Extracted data
* * * * * * * * *
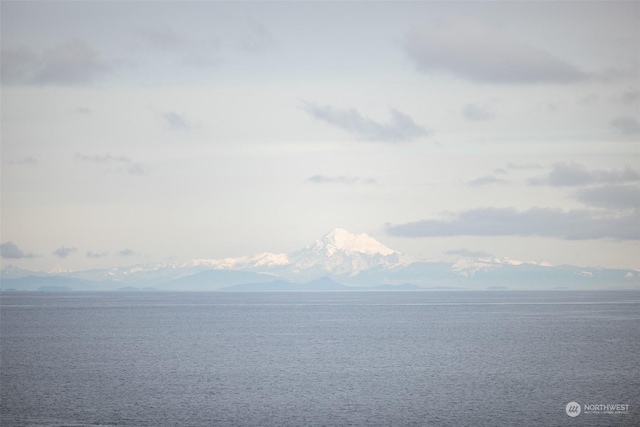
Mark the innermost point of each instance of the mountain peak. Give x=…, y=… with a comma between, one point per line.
x=340, y=240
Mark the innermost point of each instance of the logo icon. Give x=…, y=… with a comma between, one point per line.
x=573, y=409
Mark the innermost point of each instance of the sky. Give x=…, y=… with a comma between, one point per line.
x=142, y=132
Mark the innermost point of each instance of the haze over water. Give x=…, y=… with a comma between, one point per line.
x=318, y=358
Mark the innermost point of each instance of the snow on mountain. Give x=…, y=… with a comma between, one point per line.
x=342, y=253
x=340, y=240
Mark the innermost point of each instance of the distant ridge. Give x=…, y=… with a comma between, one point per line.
x=339, y=260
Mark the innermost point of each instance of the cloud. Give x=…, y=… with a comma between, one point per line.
x=466, y=253
x=63, y=252
x=176, y=121
x=74, y=62
x=477, y=113
x=162, y=37
x=24, y=161
x=473, y=51
x=18, y=64
x=10, y=251
x=625, y=125
x=97, y=255
x=400, y=128
x=572, y=174
x=83, y=110
x=118, y=164
x=256, y=38
x=322, y=179
x=611, y=196
x=629, y=97
x=487, y=180
x=526, y=166
x=544, y=222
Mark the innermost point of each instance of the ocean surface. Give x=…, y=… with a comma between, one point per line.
x=318, y=358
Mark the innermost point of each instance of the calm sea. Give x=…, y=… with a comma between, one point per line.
x=318, y=359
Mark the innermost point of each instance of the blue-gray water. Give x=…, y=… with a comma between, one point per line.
x=306, y=359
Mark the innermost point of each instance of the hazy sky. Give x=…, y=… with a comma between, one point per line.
x=164, y=131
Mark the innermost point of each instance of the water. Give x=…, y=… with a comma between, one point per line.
x=325, y=359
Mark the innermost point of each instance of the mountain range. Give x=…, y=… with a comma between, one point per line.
x=338, y=261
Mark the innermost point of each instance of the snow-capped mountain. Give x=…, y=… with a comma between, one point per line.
x=349, y=259
x=342, y=253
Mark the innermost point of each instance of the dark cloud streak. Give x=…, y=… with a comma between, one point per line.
x=544, y=222
x=400, y=128
x=470, y=50
x=10, y=250
x=573, y=174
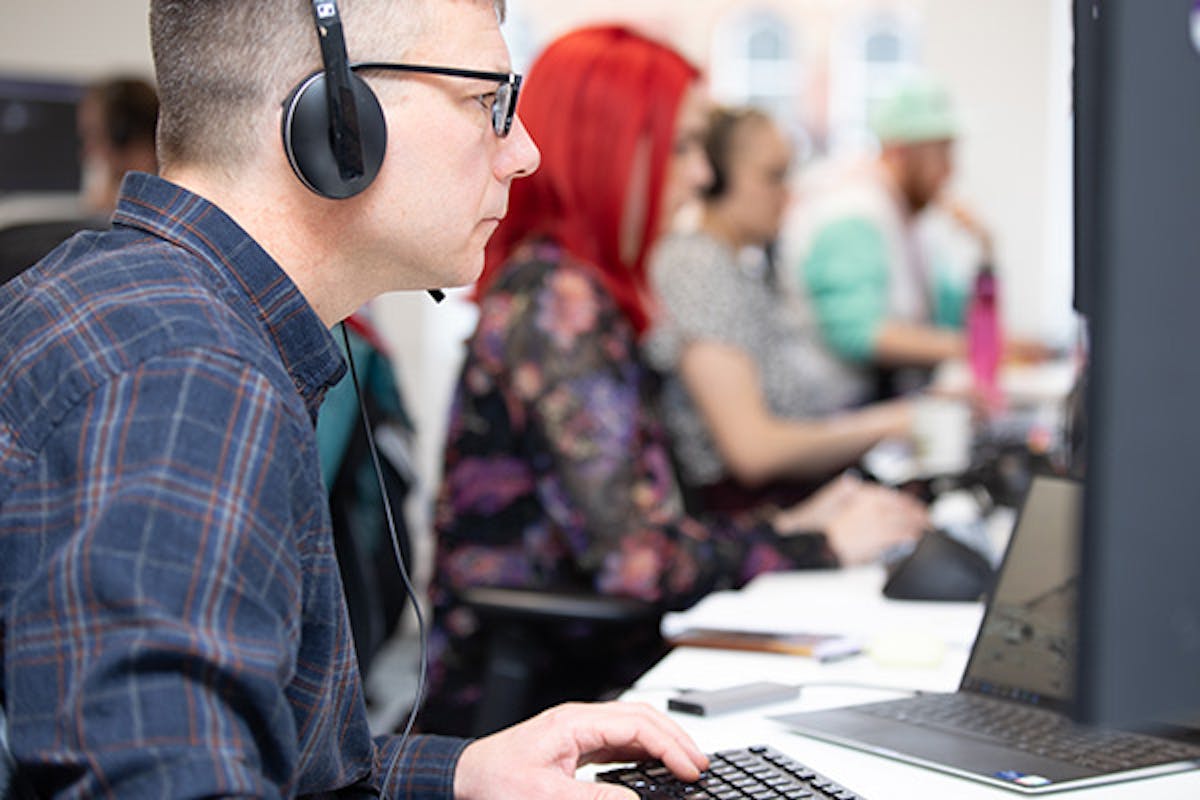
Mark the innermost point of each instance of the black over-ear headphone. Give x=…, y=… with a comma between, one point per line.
x=334, y=130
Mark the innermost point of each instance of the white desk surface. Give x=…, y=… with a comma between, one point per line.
x=846, y=601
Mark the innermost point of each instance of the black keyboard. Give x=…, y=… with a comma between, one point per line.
x=1035, y=731
x=754, y=773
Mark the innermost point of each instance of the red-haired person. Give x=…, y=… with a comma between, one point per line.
x=557, y=470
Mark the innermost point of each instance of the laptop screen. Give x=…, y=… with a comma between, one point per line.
x=1026, y=644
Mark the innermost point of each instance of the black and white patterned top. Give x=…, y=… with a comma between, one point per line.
x=711, y=293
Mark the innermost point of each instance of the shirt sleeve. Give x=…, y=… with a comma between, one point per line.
x=846, y=276
x=606, y=479
x=420, y=770
x=148, y=655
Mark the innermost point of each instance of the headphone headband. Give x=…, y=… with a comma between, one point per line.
x=347, y=138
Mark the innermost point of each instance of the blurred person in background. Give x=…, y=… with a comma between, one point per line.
x=882, y=301
x=557, y=468
x=756, y=404
x=117, y=121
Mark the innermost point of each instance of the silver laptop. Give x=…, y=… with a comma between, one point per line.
x=1007, y=722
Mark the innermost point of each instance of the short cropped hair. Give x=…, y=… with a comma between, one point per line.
x=721, y=137
x=220, y=66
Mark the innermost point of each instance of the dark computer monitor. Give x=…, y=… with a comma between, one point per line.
x=39, y=143
x=1139, y=649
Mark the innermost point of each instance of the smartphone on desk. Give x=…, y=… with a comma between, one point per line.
x=822, y=647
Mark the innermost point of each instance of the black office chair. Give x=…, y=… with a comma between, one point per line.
x=25, y=244
x=522, y=637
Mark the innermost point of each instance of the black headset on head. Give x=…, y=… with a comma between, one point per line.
x=334, y=128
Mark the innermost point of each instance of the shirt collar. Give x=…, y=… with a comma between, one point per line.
x=264, y=290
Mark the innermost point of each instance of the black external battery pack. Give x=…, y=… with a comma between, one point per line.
x=733, y=698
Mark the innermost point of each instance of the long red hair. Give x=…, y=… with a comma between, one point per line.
x=592, y=101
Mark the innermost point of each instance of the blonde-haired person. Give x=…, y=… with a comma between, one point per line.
x=757, y=405
x=174, y=623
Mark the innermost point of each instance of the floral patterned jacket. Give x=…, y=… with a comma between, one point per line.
x=558, y=475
* * * * * * * * *
** Exercise instructions **
Turn every line of the data above into a JSON list of strings, one string per line, with blank lines left out. Leave the pictures out.

** Exercise response **
[
  "Mark the innermost point of each instance of the mountain peak. Give x=…, y=… with a comma between, one point per line.",
  "x=340, y=240",
  "Mark the innermost point of each instance of the logo icon. Give x=…, y=… with a comma between, one point per line.",
  "x=573, y=409",
  "Mark the innermost point of each instance of the sky. Give x=…, y=… with a comma between, one point per line.",
  "x=142, y=132",
  "Mark the innermost point of each instance of the haze over water. Give x=…, y=… with a comma between, one point per line.",
  "x=318, y=358",
  "Mark the innermost point of each instance of the snow on mountain. Give x=…, y=… with a comma between, one point per line.",
  "x=342, y=253",
  "x=340, y=240",
  "Mark the innermost point of each instance of the distant ridge. Give x=…, y=… with a comma between, one point per line.",
  "x=339, y=260",
  "Mark the innermost point of each instance of the cloud. Give x=…, y=… with a comma between, one point per line.",
  "x=466, y=253",
  "x=63, y=252",
  "x=176, y=121",
  "x=74, y=62",
  "x=477, y=113",
  "x=162, y=37",
  "x=24, y=161",
  "x=473, y=51",
  "x=18, y=64",
  "x=10, y=251",
  "x=625, y=125",
  "x=97, y=255",
  "x=400, y=128",
  "x=572, y=174",
  "x=83, y=110",
  "x=118, y=164",
  "x=256, y=38",
  "x=322, y=179",
  "x=611, y=196",
  "x=629, y=97",
  "x=487, y=180",
  "x=526, y=166",
  "x=544, y=222",
  "Mark the innermost point of each instance of the ocean surface. Give x=…, y=… with a comma between, one point per line.",
  "x=318, y=358",
  "Mark the innermost point of each instance of the calm sea. Give x=…, y=… with a comma between, one point per line.",
  "x=318, y=359",
  "Mark the innermost point of each instance of the blue-gray water. Give x=…, y=… with a comma between, one point per line.",
  "x=306, y=359",
  "Mark the innermost point of each instance of the hazy sky. Give x=…, y=… with a comma between, one point per line.",
  "x=164, y=131",
  "Mark the innermost point of each instance of the water. Give x=…, y=… with a comma between, one point per line.",
  "x=325, y=359",
  "Mark the innermost point of each instance of the mountain range. Give x=…, y=… with a comma between, one point per line.",
  "x=338, y=261",
  "Mark the innermost point of each instance of the snow-capped mountain. Give x=…, y=… with a comma between, one point per line.",
  "x=349, y=259",
  "x=342, y=253",
  "Mark the innermost point of each instance of the dark cloud streak. Give x=…, y=… with a comma between, one point per line.",
  "x=544, y=222",
  "x=400, y=128",
  "x=470, y=50",
  "x=10, y=250",
  "x=573, y=174",
  "Mark the innermost point of each instance of the black over-ear headphone. Give x=…, y=… with a comma between, one point per line.",
  "x=334, y=130",
  "Mark the innermost point of each instance of the white desk surface. Give x=…, y=… with a comma between, one point per line.",
  "x=846, y=601",
  "Mark the innermost point of each instance of the black keyboard. Give x=…, y=… with a comma between, one point per line.",
  "x=1035, y=731",
  "x=754, y=773",
  "Mark the innermost point of each instance of the red-haired person. Give x=…, y=… with a comma between, one point per line.",
  "x=557, y=470",
  "Mark the innermost point of each instance of the laptop screen. Give x=…, y=… with a comma between, one point per line.",
  "x=1026, y=644",
  "Mark the innermost point of each instance of the black and white patterned top. Give x=…, y=… with a comma between, one point per line.",
  "x=711, y=293",
  "Mark the innermost point of each instance of the shirt sleeve. Give x=…, y=… with a comma between, one point per line.",
  "x=846, y=276",
  "x=606, y=479",
  "x=420, y=770",
  "x=148, y=655",
  "Mark the innermost point of each instance of the headphone headband. Give x=…, y=… with a comma between, one point per line.",
  "x=347, y=138",
  "Mark the innermost point of each instance of the blurred person in background. Give x=…, y=… with a comma between, one point per line.",
  "x=882, y=301",
  "x=557, y=468",
  "x=756, y=404",
  "x=117, y=121",
  "Mark the innermost point of each instance of the silver laptop. Give x=…, y=… with a comma between, one point per line.",
  "x=1007, y=722",
  "Mark the innermost point of each instance of the short cropped hair. Give x=…, y=… with a comma between, one point per line.",
  "x=721, y=137",
  "x=220, y=66",
  "Mark the innermost point of each instance of the dark computer monitor. Give x=…, y=… with a comma between, one point per line.",
  "x=39, y=143",
  "x=1139, y=649",
  "Mark the innermost point of each instance of the smartphone on desk. Give x=…, y=… with a comma between, one point per line.",
  "x=822, y=647",
  "Mark the innermost point of each instance of the black office chair. Give x=…, y=… with a comma between, one point per line.",
  "x=25, y=244",
  "x=522, y=637",
  "Mark the innermost point of each instance of the black headset on head. Give x=…, y=… with a comma between, one point per line.",
  "x=334, y=128",
  "Mark the innermost point of each instance of the shirt collar. Give x=…, y=… with a comma between, one point per line.",
  "x=264, y=290",
  "Mark the innermost point of each instance of the black external battery pack. Give x=…, y=… with a comma between, one point per line.",
  "x=733, y=698",
  "Mark the innermost point of each instance of the long red hair. Give x=…, y=… with a comma between, one point per line.",
  "x=592, y=101",
  "Mark the innermost point of each instance of the blonde-haired person. Give x=…, y=… with a comma between, one point per line.",
  "x=757, y=405",
  "x=174, y=623",
  "Mark the innermost point of each instance of the floral patterned jacket. Give x=…, y=… with a comma between, one point per line.",
  "x=558, y=475"
]